**READING TEXT:**
--------------------------------
Sunday, February 8, 2015

UPS and DOWNS

2015.02.08

Sunday

Life is like riding a roller coaster up and down, day in and day out.


Some roller coasters scare the crap out of me and I refuse to ride them. Others like The Dragon at Legoland are just right with a bit of excitement as we start up the incline and then just enough nerve tickling turns and acceleration as we head down towards the finish.


I have ridden The Dragon in Denmark, Windsor and Florida so many times but it is still exciting and a little bit scary each and every time we get to the top and hold our breath for the ride down. Getting out at the end is usually a relief but also a let down because it is over.

It is almost a year ago that I discovered and got diagnosed with non-hodgkins lymphoma. holy crap how time flies..........hahahhahaha.

OK. Yes in remission for more than 6 months now. Yippie.

The new me is taking on new challenges and also trying new things like trying to overcome some of my fears.

Fear of heights
Fear of eating vegetables that are healthy...
Fear of being wrong. *lucky that hasn't happened yet*

My fear of heights is being challenged each day mainly due to construction work being done near the kids school (for the next two years) that forces me to walk over a footbridge that crosses 4 lanes of traffic. The bridge is narrow and I just look down at my feet and walk right across the middle in a quick pace (while holding my breath or hyperventilating). My kids think it is funny and sometimes try and make me more nervous on the bridge by walking slowly in front of me. How many times do I need to walk over it until this fear subsides?
--------------------------------
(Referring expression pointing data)
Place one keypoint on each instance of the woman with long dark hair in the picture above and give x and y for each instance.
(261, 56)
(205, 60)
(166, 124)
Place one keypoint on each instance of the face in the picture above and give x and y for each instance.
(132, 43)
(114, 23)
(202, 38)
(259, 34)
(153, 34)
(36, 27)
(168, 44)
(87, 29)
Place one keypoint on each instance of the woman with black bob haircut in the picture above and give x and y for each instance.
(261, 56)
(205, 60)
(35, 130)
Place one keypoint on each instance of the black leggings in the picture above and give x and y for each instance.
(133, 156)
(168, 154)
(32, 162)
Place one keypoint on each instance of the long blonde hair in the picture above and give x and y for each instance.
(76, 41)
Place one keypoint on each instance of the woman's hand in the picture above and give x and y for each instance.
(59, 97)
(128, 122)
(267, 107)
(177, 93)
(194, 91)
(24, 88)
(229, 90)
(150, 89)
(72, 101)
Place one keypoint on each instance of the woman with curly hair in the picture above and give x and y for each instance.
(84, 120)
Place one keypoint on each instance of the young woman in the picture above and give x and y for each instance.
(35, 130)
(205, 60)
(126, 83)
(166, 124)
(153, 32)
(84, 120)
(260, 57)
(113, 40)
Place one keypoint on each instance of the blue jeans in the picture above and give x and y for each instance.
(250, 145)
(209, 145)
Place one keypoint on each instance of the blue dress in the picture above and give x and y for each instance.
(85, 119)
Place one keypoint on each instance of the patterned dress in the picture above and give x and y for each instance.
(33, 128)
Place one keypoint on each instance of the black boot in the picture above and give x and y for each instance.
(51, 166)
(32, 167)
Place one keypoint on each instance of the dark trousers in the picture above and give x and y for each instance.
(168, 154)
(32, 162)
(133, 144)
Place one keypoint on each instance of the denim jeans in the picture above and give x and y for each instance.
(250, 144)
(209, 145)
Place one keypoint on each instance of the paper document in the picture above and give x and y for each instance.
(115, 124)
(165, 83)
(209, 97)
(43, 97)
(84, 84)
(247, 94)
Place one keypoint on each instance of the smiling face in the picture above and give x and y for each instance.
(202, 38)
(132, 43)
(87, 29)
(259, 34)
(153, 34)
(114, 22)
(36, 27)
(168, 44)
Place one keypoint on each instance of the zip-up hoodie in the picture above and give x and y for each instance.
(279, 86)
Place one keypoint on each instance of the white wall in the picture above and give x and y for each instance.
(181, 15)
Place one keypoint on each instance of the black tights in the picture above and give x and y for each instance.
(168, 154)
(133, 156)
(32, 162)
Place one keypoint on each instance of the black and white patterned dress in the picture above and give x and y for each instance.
--------------------------------
**EXERCISE DESCRIPTION:** Transcribe the passage of the blog post about ups and downs starting with "The new me is" and going on through "that are healthy...". Use only the text for this.

**EXPECTED OUTPUT:**
The new me is taking on new challenges and also trying new things like trying to overcome some of my fears.

Fear of heights
Fear of eating vegetables that are healthy...